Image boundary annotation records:
# # # # #

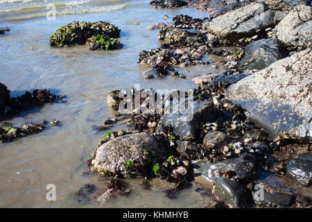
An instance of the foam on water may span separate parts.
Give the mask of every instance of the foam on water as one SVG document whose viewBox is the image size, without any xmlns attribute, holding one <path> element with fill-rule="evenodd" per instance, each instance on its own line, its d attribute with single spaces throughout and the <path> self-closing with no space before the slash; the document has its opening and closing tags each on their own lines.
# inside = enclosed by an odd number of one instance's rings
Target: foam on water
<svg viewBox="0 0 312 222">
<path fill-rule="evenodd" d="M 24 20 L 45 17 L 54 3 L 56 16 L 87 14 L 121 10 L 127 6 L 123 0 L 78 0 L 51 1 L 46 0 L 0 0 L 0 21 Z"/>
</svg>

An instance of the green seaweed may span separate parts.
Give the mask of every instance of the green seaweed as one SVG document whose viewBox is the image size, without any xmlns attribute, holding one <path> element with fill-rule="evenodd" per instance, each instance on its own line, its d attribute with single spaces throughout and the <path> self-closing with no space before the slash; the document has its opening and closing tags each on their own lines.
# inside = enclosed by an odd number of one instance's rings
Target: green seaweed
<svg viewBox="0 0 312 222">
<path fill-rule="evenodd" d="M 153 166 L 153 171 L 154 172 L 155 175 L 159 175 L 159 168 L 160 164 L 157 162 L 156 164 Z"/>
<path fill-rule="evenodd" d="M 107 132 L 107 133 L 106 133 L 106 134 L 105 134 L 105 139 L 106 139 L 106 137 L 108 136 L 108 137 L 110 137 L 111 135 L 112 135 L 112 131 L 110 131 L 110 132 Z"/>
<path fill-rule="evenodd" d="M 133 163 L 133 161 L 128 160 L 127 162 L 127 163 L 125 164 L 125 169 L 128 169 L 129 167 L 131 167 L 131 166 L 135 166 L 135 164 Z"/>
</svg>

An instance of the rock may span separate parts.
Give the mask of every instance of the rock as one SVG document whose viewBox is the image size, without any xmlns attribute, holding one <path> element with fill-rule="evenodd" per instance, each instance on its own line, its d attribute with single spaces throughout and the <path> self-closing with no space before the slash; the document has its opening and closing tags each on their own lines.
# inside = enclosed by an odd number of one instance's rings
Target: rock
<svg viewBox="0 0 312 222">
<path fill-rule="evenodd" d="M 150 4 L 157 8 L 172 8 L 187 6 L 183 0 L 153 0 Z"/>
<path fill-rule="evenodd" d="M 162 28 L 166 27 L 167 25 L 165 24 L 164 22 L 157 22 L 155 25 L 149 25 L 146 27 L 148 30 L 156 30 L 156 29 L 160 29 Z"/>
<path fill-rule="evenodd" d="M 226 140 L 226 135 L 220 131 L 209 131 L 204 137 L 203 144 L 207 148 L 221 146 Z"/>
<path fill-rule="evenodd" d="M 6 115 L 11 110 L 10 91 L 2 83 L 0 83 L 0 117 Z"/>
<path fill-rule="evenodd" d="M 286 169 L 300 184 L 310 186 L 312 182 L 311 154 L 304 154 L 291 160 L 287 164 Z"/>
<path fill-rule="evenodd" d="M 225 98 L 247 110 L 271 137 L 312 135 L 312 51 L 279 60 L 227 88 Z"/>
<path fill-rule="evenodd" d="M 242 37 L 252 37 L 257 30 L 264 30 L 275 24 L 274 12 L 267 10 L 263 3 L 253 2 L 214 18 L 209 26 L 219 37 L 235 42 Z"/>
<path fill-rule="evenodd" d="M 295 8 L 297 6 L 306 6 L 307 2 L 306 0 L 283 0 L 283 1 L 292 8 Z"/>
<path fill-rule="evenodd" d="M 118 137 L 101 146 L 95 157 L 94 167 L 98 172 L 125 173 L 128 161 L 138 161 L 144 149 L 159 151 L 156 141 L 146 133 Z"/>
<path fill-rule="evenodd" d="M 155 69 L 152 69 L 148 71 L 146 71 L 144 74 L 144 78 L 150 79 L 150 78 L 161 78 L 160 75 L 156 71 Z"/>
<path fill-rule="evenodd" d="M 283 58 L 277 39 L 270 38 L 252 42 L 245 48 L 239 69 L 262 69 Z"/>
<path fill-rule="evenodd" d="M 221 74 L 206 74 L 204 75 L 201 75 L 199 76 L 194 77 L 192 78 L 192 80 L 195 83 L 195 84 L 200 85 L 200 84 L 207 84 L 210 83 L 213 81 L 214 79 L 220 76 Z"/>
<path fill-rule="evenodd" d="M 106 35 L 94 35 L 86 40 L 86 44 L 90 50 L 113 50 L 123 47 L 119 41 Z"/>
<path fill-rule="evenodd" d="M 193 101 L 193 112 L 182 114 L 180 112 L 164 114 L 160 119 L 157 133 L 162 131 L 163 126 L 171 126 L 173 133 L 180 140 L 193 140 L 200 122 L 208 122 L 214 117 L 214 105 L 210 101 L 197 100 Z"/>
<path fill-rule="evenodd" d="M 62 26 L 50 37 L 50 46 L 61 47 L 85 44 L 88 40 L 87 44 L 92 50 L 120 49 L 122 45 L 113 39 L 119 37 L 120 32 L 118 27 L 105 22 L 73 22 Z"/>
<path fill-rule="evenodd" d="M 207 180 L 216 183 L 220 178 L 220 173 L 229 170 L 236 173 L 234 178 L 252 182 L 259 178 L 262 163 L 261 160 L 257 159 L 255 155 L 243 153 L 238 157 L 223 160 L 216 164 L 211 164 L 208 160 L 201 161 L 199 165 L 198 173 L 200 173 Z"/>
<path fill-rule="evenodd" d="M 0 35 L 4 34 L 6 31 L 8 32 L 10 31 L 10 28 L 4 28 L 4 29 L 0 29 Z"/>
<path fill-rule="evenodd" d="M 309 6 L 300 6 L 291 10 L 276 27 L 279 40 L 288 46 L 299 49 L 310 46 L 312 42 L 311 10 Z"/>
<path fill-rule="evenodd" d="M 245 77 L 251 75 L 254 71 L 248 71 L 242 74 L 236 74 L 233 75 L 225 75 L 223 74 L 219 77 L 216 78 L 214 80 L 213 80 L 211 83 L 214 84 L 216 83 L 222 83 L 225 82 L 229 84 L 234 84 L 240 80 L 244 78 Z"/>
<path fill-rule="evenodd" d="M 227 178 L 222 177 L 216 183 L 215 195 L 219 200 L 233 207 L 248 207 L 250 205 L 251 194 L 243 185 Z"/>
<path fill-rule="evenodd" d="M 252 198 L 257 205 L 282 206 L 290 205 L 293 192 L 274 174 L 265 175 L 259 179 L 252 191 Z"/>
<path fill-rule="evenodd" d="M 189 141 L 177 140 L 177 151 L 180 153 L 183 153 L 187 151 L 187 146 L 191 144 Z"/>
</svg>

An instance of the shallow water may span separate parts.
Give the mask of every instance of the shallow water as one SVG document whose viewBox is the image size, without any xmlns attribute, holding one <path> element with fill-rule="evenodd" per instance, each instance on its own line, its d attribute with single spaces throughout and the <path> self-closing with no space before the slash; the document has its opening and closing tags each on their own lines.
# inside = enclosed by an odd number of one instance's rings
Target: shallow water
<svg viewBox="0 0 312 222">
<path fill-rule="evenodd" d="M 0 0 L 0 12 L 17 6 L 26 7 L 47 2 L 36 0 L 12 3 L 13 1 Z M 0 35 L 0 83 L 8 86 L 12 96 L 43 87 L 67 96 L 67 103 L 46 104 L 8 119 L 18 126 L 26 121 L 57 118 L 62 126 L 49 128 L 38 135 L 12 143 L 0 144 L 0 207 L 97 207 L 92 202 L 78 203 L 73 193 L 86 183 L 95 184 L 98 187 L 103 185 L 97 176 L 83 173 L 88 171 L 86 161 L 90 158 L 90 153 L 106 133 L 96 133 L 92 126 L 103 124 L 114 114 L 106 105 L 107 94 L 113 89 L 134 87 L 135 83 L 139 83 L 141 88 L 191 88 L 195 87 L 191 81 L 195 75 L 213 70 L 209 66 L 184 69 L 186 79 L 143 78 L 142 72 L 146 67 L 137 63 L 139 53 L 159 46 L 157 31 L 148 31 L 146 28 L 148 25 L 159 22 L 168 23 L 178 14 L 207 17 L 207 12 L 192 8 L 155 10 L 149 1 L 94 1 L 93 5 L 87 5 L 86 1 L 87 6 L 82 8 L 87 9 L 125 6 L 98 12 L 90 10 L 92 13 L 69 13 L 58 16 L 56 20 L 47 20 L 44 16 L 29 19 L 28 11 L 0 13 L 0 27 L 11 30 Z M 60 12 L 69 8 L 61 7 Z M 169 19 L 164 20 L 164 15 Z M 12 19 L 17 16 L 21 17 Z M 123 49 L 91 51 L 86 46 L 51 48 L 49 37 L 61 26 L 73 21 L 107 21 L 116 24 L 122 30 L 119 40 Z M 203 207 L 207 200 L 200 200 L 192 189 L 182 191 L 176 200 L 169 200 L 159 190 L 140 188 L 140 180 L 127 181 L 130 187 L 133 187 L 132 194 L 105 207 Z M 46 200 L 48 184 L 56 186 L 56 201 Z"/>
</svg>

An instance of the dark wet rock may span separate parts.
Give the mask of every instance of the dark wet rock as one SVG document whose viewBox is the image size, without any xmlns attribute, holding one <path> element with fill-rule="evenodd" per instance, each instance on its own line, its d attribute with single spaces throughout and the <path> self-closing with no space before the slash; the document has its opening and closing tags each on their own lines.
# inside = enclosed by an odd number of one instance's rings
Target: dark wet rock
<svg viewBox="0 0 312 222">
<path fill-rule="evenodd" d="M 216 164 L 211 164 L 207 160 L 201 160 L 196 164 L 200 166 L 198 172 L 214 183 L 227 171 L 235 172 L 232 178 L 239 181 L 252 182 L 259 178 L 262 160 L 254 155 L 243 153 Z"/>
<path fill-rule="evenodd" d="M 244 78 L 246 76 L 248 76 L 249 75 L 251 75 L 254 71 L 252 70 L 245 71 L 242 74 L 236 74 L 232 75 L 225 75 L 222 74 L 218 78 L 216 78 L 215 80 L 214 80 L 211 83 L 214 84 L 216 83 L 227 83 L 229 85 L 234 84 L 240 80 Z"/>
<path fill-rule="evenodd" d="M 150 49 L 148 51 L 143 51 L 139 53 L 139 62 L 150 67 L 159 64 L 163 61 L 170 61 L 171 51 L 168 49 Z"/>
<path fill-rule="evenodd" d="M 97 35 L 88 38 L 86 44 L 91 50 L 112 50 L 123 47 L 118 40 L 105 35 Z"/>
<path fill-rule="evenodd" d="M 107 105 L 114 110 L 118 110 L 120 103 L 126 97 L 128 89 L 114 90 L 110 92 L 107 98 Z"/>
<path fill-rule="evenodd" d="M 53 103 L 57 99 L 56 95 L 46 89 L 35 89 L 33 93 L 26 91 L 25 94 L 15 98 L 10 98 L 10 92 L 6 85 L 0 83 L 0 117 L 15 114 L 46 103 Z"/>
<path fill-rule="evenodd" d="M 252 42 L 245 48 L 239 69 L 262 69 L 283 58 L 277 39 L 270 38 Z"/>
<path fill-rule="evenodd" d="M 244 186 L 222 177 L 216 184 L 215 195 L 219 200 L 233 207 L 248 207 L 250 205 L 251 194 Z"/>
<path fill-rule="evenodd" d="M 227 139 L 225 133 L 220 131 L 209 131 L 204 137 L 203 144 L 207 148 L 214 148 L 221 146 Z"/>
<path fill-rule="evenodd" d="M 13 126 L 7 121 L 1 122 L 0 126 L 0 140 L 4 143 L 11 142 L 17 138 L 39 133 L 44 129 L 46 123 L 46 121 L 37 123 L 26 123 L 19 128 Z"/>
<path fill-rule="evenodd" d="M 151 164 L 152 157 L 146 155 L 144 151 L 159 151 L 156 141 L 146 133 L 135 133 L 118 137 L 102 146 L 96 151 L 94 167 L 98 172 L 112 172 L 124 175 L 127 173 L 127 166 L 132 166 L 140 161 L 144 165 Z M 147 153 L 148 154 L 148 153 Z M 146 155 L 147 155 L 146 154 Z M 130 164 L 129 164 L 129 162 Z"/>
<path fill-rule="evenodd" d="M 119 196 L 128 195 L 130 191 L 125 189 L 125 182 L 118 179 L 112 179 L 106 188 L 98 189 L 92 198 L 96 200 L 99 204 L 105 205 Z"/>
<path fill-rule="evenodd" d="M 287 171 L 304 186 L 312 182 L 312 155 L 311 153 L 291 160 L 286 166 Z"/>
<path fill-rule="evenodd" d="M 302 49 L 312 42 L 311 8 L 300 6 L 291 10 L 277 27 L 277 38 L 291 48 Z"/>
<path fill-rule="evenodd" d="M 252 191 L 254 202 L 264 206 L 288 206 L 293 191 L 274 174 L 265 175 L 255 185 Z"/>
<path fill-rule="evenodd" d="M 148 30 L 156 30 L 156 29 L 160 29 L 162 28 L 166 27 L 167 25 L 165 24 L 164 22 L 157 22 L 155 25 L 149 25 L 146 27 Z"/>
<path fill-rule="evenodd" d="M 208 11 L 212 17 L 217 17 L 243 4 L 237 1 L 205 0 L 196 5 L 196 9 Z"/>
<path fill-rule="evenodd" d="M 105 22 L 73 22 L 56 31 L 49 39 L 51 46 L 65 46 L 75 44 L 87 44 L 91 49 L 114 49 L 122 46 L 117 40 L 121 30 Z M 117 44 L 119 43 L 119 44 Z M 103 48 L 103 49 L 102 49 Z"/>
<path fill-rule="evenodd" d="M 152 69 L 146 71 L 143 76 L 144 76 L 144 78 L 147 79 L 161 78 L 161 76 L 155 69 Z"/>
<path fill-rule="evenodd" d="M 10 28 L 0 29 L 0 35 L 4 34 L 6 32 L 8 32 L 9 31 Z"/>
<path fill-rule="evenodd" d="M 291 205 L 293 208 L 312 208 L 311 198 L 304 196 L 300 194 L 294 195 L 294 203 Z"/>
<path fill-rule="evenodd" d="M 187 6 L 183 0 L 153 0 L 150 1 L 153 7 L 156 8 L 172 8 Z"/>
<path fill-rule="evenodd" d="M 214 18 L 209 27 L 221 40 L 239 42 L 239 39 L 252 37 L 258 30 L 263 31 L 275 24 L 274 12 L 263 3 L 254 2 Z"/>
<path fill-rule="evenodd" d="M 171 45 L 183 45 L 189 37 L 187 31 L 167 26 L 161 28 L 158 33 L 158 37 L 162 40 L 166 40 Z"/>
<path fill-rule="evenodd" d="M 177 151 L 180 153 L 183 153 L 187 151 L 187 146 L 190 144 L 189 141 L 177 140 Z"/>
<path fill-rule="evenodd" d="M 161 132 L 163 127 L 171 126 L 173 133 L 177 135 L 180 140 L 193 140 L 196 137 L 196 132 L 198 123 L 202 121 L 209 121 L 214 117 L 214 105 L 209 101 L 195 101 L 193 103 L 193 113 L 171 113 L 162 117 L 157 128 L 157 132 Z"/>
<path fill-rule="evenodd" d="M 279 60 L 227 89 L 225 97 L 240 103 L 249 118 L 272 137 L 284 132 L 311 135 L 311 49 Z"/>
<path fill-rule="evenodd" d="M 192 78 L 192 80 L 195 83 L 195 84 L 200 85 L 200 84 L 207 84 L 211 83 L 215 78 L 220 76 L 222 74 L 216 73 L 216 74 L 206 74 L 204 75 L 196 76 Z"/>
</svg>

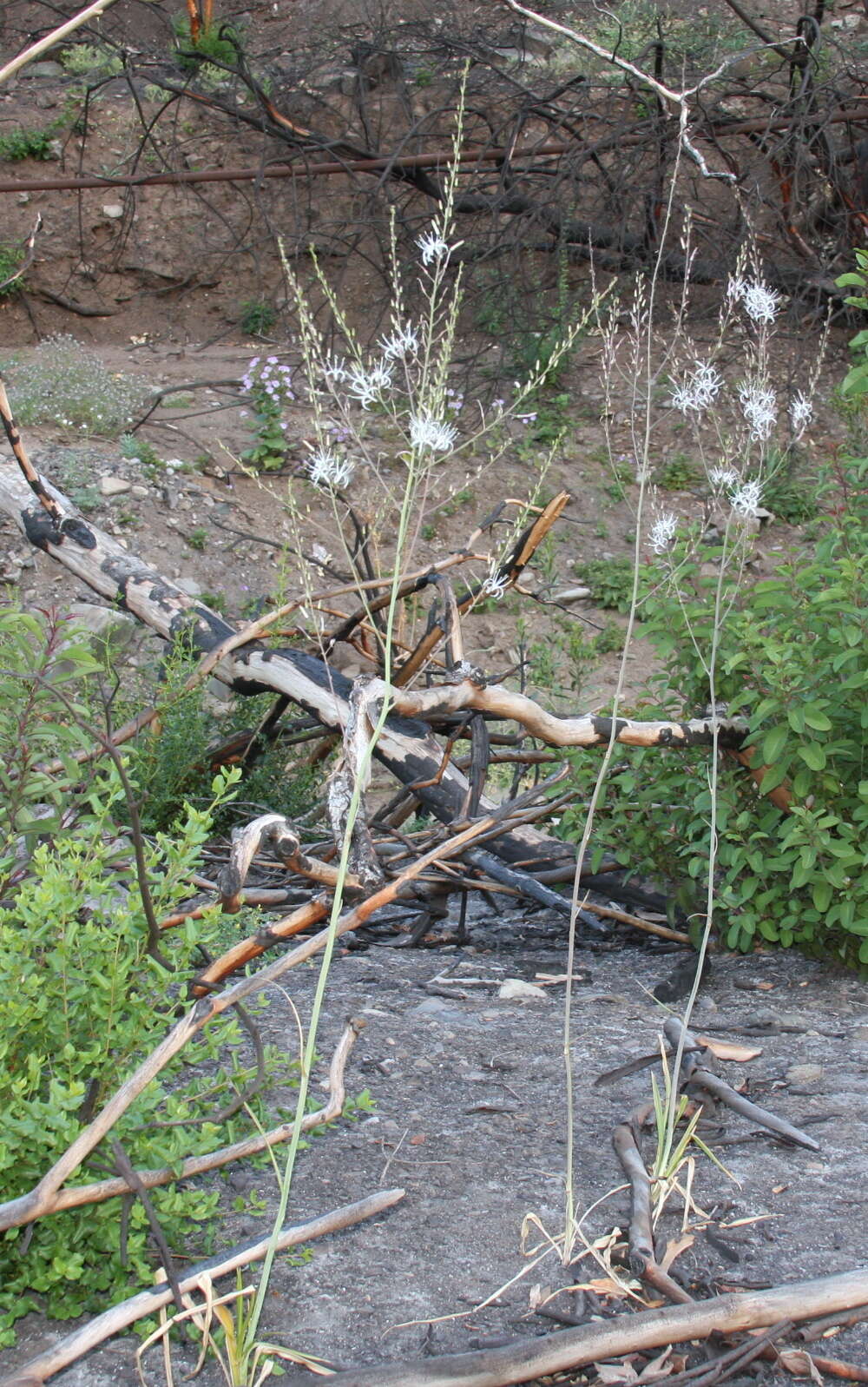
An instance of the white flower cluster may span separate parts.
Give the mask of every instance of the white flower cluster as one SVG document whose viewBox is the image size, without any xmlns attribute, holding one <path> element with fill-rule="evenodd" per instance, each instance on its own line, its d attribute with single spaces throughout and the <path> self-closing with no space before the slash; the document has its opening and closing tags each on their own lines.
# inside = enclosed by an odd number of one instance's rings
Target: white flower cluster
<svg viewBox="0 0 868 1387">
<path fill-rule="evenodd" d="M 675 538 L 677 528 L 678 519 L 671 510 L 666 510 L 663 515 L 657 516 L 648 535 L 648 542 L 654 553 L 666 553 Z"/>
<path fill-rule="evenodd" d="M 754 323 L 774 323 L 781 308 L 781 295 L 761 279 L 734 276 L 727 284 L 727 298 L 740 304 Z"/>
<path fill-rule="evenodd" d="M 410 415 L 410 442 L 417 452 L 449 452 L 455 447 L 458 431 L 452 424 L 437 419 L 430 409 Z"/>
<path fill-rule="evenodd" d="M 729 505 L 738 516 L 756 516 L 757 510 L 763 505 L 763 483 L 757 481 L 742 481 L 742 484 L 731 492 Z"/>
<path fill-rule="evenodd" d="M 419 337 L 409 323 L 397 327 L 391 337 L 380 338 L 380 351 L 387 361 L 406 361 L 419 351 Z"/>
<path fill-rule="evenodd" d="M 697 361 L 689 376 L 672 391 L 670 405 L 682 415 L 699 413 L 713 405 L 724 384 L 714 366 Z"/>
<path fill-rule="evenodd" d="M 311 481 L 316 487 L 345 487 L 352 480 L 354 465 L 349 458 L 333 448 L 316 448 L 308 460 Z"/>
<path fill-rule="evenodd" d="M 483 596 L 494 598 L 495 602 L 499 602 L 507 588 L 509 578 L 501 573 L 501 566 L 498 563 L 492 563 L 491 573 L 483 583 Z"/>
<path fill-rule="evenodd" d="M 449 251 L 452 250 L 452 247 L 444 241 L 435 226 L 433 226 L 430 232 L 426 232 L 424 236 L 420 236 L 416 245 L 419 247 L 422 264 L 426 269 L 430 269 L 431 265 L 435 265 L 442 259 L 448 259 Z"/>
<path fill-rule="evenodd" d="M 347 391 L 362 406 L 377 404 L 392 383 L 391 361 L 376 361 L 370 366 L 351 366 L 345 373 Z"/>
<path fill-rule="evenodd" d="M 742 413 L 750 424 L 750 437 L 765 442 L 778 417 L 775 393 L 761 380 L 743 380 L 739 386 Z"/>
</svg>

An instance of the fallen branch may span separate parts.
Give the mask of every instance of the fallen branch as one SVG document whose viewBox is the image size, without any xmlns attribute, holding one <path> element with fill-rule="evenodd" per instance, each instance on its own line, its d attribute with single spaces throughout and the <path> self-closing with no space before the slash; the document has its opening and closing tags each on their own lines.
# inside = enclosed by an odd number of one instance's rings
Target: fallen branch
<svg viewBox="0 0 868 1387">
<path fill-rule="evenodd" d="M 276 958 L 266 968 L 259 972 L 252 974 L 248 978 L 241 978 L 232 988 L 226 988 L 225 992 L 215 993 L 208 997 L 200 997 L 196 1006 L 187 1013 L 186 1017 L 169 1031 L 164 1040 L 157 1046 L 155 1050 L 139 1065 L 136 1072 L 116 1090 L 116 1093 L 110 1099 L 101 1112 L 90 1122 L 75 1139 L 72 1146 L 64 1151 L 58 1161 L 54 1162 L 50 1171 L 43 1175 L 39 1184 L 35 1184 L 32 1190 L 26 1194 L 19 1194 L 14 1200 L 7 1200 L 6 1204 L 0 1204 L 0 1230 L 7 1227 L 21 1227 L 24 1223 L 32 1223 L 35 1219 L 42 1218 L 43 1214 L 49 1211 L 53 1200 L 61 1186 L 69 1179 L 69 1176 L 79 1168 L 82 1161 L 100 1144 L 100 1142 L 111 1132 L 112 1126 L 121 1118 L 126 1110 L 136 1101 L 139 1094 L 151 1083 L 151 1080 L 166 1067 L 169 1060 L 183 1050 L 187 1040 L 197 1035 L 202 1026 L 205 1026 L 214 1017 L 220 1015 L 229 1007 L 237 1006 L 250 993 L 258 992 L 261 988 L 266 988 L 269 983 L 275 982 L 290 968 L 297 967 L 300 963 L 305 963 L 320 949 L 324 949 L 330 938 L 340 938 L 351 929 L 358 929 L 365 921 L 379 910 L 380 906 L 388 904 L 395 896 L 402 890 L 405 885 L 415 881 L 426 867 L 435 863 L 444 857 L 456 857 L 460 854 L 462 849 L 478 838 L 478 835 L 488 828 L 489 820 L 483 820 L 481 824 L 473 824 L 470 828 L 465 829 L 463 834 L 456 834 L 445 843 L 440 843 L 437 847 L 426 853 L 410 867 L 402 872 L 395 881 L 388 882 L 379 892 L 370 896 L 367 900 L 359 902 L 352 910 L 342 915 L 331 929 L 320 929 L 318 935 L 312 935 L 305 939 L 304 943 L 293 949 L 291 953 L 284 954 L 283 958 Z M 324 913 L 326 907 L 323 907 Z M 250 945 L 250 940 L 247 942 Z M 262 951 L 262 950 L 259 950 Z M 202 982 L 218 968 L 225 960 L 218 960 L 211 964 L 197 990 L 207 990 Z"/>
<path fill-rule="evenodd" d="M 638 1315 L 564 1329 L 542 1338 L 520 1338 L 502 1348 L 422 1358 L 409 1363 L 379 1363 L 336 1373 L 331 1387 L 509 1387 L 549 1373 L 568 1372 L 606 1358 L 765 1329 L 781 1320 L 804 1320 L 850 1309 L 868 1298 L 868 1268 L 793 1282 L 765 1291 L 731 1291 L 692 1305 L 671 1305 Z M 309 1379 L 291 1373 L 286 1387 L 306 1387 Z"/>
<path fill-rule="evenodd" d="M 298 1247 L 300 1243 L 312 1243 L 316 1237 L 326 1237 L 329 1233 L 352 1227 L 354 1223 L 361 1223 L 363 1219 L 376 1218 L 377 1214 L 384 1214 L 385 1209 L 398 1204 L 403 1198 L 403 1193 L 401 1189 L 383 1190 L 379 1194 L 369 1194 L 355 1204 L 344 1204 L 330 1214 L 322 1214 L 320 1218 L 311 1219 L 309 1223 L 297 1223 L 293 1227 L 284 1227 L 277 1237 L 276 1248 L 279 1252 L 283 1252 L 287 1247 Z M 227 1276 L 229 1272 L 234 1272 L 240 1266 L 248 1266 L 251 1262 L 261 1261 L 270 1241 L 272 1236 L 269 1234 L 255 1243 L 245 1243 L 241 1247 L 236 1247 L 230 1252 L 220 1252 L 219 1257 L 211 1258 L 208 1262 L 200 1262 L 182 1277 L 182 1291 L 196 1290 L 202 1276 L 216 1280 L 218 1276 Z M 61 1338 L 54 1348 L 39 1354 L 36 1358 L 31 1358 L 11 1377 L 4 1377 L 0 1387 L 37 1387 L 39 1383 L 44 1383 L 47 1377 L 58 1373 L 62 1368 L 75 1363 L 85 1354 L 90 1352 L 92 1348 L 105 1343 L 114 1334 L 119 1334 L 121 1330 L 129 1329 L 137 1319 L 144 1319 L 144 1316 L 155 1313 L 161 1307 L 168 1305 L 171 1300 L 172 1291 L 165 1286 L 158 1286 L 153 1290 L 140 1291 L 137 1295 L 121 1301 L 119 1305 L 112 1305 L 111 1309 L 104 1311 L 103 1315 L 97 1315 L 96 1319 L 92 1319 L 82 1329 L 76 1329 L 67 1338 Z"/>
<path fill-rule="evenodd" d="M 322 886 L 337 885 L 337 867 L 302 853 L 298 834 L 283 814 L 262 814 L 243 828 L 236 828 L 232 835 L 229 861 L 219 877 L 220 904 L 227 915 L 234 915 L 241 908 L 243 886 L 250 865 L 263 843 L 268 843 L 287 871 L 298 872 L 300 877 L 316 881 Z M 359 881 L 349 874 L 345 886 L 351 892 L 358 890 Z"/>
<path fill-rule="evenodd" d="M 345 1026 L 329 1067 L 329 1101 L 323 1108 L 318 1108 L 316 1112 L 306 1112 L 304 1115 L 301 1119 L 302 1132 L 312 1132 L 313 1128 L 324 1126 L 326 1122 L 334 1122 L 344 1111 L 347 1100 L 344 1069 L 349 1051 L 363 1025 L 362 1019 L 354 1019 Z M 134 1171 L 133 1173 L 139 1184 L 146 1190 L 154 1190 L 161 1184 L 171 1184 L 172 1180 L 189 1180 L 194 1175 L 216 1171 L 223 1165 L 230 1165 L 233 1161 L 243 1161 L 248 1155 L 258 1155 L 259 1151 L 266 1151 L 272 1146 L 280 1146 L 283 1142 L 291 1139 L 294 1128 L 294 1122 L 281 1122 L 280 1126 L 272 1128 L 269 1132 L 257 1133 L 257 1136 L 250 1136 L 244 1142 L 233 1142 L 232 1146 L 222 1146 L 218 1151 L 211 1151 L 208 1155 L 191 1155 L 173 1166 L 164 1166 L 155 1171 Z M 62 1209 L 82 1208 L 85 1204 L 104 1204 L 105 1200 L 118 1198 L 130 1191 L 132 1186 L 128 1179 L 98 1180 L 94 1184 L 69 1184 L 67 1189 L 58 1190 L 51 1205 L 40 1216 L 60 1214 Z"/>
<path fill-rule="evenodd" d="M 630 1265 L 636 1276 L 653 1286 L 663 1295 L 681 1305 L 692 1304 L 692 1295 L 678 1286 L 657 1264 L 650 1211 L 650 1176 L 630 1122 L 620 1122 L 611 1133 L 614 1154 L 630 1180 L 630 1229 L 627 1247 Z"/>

# # # # #

- _What you will do_
Copy the part of the records that begins with the line containing "An instance of the white" and ends with the line containing "675 538 L 677", reproducing both of those lines and everything between them verbatim.

- _Result for this task_
An instance of the white flower cluster may span separate parts.
Give the mask of every instance of the white flower cluster as one SVG document whose viewBox is the image size, without any xmlns attribute, holding one <path> element with fill-rule="evenodd" per instance, each instance on its own line, its d attribute with single spaces throughout and the <path> self-closing with no space before the slash; the document has its opening and closing tags each on their own lines.
# inside = enclosed by an odd number of one instance's rings
Target: white flower cluster
<svg viewBox="0 0 868 1387">
<path fill-rule="evenodd" d="M 675 538 L 677 528 L 678 519 L 671 510 L 666 510 L 663 515 L 657 516 L 648 535 L 648 542 L 654 553 L 666 553 Z"/>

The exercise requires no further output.